▶ [THE PROBLEM]
Provide an exact transcription of all the records.

(RECORDS SHOWN)

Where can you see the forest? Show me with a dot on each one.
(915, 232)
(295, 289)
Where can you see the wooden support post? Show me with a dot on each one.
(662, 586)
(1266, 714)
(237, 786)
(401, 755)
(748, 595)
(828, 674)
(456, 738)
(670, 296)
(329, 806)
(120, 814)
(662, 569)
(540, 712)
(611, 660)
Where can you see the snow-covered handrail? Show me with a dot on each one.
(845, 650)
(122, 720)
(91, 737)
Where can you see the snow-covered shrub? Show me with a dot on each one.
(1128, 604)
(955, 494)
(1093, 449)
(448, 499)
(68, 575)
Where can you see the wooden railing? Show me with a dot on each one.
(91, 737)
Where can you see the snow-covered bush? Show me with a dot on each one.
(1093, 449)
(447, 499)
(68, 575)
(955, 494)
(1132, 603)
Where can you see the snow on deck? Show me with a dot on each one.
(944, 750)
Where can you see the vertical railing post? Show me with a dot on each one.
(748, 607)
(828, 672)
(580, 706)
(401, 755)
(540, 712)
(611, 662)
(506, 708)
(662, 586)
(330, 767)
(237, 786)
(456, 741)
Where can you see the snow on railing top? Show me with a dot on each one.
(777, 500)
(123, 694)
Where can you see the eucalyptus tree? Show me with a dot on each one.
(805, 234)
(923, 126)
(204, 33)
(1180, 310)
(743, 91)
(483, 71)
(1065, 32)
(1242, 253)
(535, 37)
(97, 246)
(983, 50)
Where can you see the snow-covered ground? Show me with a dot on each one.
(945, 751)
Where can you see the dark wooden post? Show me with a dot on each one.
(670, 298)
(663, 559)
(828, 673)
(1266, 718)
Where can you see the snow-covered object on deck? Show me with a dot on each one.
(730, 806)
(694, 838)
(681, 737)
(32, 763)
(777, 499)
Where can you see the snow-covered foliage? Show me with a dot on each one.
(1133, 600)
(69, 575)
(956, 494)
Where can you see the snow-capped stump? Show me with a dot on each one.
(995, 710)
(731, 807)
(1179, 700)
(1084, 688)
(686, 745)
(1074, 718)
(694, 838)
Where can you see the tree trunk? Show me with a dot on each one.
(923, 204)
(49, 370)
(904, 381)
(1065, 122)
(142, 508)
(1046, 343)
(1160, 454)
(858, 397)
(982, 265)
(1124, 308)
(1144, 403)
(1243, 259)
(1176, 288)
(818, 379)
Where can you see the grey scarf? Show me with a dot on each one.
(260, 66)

(End RECORDS SHOWN)

▶ [TASK SOLUTION]
Where can you see the forest? Show me with a dot on each one.
(915, 232)
(295, 289)
Where can you see the wooden support post? Show me with a dot on each one.
(662, 586)
(1266, 714)
(237, 786)
(401, 755)
(748, 595)
(828, 674)
(456, 738)
(670, 296)
(329, 806)
(120, 814)
(662, 569)
(540, 712)
(611, 660)
Where can you see the snow-covered handrail? Show me with a dot on each one.
(845, 650)
(122, 720)
(91, 737)
Where can you see the snow-covered shrub? Show me with a dot on each one.
(1128, 604)
(955, 494)
(1093, 449)
(448, 499)
(68, 575)
Where can you see the wooden railing? Show me with a dot on each one.
(91, 737)
Where can you see the snow-covered bush? Show me with a dot on each one.
(1093, 449)
(447, 499)
(68, 575)
(955, 494)
(1132, 603)
Where can you see the snow on deck? Show me with a dot on each one.
(944, 750)
Where can you see the vertical railing post? Show me with a dot on each one.
(748, 607)
(828, 672)
(580, 706)
(401, 755)
(540, 712)
(611, 662)
(506, 708)
(662, 586)
(330, 767)
(237, 786)
(456, 741)
Where can you see the snow on railing top? Show me with a dot on each one.
(777, 500)
(123, 694)
Where can you see the eucalyptus tree? Show me with a dot on each one.
(805, 234)
(923, 126)
(204, 33)
(1180, 310)
(743, 91)
(483, 71)
(1065, 32)
(1242, 253)
(535, 37)
(97, 246)
(983, 50)
Where can you see the snow-covered ground? Show me with a dot on each one.
(945, 751)
Where can you see the dark wooden post? Show me with a dot on each one.
(670, 298)
(663, 559)
(828, 673)
(1266, 718)
Where can you see the snow-covered object on deck? Show me with a dot on each one.
(730, 806)
(694, 838)
(681, 737)
(32, 763)
(777, 499)
Where can you see the snow-covered foliage? Show me with a dot on each one.
(1133, 600)
(69, 575)
(956, 494)
Where can you see the snow-capped stump? Show me with a dot on each one.
(995, 710)
(731, 807)
(1179, 700)
(1084, 688)
(686, 745)
(1074, 718)
(694, 838)
Where can you see the tree trunk? Show me with a dot on each one.
(923, 204)
(49, 370)
(904, 381)
(1065, 122)
(142, 508)
(1046, 343)
(1160, 454)
(858, 397)
(982, 265)
(1124, 308)
(1144, 403)
(1243, 259)
(1176, 288)
(818, 379)
Where can you see the grey scarf? Show me with a dot on each one.
(260, 66)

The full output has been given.